◆ Short problem 1
How would you put this sentence from the porcelain passage below into Spanish: "Porcelain was invented in China over a centuries-long development period."

◆ Passage shown
◇ ◇ ◇ ◇ ◇ ◇ ◇

[Image above] Dancer Karina Eimon takes part in a performance of “Ballet des Porcelaines” at the MIT Center for Art, Science & Technology. Credit: Sham Sthankiya, MIT


With Thanksgiving in the U.S. just around the corner, families are dusting off the fine china that sits on display except for one or two holiday meals a year. But as the porcelain dishes and cups are arranged on the table, few likely think of the contentious history that brought this material to the Western world.

Porcelain was invented in China over a centuries-long development period. The first primitive form emerged during the Tang dynasty (618–907), while the form best known in the West appeared during the Yuan dynasty (1279–1368).

When the Portuguese and the Dutch established commercial trade routes to the Far East during the 16th century, there emerged a robust market of export ware, with porcelain objects made exclusively for Europe.

Europeans became obsessed with the translucent ceramic. However, they could not create the material themselves because the recipe was closely guarded by Chinese potters. It was not until the early 18th century that some German alchemists successfully produced the first continental European hard-paste porcelain.

Meredith Martin is well versed in this history. Martin is associate professor of art history in the Institute of Fine Arts at New York University. She specializes in French art and architecture from the 17th to 19th centuries, as well as French interactions with Asia during that period.

With this background, Martin was immediately intrigued when her friend Esther Bell, previously chief curator and now deputy director of the Clark Art Institute, told her about a lost libretto in the archives of the Bibliothèque Nationale de France.

(A libretto is the text used in an extended musical work, such as an opera, operetta, masque, oratorio, cantata, or musical. It includes the lyrics to be sung and sometimes interpolated spoken passages.)

◇ ◇ ◇ ◇ ◇ ◇ ◇

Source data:
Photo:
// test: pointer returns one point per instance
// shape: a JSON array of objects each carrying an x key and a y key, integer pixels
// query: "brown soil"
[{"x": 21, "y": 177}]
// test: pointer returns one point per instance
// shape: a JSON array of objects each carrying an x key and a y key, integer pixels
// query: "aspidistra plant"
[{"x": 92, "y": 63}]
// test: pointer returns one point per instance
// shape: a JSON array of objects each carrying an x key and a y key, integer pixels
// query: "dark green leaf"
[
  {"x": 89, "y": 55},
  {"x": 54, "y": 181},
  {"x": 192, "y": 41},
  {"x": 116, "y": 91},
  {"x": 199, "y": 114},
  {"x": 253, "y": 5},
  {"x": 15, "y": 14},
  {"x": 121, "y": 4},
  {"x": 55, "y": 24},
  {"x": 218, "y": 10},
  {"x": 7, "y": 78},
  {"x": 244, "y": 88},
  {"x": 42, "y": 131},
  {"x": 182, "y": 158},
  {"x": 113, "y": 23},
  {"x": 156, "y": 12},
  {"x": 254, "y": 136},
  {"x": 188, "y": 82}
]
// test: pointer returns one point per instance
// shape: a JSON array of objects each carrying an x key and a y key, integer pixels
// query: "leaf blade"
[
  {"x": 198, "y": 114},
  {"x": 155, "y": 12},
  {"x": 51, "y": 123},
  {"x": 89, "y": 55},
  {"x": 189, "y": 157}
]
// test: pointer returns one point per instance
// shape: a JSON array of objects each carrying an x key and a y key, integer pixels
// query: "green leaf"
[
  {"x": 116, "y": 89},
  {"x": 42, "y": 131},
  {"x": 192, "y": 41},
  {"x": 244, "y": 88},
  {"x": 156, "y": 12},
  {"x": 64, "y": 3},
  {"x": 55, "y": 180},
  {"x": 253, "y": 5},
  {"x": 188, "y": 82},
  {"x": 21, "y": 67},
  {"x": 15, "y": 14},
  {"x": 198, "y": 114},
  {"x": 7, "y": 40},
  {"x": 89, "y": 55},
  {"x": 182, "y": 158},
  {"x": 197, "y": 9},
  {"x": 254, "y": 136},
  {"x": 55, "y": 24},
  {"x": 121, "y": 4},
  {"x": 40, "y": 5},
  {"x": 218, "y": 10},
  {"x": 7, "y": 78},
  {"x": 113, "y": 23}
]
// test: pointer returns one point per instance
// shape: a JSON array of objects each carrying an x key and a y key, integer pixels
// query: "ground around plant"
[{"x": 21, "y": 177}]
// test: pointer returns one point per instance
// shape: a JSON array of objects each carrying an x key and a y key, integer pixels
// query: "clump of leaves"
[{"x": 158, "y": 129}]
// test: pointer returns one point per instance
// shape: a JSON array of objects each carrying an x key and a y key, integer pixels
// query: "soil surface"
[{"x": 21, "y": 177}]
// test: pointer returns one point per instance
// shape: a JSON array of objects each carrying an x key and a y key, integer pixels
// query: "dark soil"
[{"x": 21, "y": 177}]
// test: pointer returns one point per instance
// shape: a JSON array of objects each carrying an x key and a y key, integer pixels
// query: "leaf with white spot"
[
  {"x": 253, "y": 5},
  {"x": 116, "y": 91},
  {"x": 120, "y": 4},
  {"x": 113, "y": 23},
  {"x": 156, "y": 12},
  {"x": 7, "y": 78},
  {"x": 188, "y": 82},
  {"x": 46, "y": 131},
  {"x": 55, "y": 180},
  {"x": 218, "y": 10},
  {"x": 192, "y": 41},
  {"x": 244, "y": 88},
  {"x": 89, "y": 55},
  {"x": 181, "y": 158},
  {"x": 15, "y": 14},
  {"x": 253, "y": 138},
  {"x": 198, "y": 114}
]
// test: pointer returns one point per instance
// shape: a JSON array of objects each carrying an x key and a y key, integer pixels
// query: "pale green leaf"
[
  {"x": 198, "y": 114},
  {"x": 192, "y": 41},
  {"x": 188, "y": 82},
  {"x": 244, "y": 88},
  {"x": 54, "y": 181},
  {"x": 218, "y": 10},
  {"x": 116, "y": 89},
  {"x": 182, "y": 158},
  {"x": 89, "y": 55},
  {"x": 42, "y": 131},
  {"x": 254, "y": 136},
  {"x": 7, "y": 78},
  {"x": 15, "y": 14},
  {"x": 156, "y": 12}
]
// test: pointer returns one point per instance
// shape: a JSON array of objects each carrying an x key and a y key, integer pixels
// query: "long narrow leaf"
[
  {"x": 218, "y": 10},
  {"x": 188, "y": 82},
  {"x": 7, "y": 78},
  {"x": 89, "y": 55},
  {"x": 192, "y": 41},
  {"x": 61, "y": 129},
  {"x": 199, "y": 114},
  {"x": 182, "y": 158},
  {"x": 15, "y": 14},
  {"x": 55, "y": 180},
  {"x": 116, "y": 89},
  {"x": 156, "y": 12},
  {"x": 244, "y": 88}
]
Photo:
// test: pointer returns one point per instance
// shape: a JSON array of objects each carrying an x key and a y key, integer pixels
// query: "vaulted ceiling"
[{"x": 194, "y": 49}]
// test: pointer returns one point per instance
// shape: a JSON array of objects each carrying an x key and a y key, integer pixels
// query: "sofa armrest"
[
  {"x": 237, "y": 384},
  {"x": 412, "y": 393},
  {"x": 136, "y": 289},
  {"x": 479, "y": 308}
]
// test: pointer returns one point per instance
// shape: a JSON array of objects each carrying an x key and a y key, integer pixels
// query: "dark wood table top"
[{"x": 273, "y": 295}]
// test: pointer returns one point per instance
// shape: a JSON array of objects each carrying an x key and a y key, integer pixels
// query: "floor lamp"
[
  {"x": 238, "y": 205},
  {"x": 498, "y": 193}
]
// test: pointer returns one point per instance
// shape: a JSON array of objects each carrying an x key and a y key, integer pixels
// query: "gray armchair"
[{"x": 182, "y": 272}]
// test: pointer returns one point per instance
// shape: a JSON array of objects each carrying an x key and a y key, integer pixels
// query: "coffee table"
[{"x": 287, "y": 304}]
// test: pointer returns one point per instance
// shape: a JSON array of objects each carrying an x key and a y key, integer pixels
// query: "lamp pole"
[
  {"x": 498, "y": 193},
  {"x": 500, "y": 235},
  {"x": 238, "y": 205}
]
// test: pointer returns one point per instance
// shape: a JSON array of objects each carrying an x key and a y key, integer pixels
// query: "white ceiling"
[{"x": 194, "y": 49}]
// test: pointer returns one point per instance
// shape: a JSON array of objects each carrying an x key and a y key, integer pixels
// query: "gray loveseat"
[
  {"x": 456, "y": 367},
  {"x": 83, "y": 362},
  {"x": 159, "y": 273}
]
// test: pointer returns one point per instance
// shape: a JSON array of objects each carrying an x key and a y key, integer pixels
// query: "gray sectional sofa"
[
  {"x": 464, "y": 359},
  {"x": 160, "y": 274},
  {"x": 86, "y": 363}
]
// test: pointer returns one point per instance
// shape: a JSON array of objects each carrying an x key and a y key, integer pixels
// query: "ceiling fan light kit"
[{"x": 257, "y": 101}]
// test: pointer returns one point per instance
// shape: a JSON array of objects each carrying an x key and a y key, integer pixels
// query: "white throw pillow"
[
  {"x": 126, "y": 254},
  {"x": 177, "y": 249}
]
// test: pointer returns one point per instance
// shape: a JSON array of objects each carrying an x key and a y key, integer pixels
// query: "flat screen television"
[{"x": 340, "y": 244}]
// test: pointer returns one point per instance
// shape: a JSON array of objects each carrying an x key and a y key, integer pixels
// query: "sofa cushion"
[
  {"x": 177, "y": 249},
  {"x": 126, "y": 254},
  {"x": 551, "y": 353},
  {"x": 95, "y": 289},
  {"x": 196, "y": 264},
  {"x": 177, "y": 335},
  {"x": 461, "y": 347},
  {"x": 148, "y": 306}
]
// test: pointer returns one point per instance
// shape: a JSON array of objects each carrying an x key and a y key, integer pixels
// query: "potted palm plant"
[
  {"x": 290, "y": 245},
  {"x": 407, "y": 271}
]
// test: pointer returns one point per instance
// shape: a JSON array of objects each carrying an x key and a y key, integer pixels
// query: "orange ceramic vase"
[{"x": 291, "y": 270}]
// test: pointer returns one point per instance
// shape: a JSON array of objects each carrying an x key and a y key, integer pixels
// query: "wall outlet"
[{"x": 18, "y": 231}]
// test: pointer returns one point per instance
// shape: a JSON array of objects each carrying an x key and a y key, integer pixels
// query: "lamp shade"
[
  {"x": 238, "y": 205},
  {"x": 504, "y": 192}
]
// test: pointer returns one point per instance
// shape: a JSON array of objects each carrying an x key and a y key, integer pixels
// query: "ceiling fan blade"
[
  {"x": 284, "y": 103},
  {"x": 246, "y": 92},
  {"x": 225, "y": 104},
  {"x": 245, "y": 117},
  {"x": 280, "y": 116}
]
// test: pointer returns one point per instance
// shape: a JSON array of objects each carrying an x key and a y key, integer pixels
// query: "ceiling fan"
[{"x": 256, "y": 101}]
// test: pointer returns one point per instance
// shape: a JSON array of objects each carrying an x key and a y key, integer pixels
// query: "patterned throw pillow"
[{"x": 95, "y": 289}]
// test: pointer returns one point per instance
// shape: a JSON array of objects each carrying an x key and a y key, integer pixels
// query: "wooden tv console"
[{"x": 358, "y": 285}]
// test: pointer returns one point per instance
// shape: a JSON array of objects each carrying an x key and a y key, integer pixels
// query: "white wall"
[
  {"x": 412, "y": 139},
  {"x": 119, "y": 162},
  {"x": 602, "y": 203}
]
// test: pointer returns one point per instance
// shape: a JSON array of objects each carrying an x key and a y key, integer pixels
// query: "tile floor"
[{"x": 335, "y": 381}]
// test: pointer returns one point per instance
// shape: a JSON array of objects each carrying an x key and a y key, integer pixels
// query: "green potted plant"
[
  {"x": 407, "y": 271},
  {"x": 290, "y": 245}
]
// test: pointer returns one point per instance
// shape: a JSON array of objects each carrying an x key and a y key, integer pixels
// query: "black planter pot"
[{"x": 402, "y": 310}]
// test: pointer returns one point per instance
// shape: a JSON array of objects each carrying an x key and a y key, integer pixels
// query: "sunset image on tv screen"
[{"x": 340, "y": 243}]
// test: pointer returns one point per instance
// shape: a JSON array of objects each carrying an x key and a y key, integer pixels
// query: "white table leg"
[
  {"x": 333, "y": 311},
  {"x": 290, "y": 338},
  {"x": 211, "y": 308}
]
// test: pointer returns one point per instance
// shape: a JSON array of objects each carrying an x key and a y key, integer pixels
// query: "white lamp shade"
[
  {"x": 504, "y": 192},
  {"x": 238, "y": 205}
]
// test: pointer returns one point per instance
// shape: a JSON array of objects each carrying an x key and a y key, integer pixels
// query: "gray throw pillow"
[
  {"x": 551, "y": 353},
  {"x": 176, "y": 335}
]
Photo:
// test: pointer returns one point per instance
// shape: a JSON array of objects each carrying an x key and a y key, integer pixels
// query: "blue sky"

◇ ◇ ◇ ◇ ◇ ◇ ◇

◆ Short problem 2
How many lines in the listing above contain the string "blade"? Reply with the number alone.

◆ Full solution 1
La porcelana se inventó en China a lo largo de un período de desarrollo de varios siglos.

◆ Full solution 2
2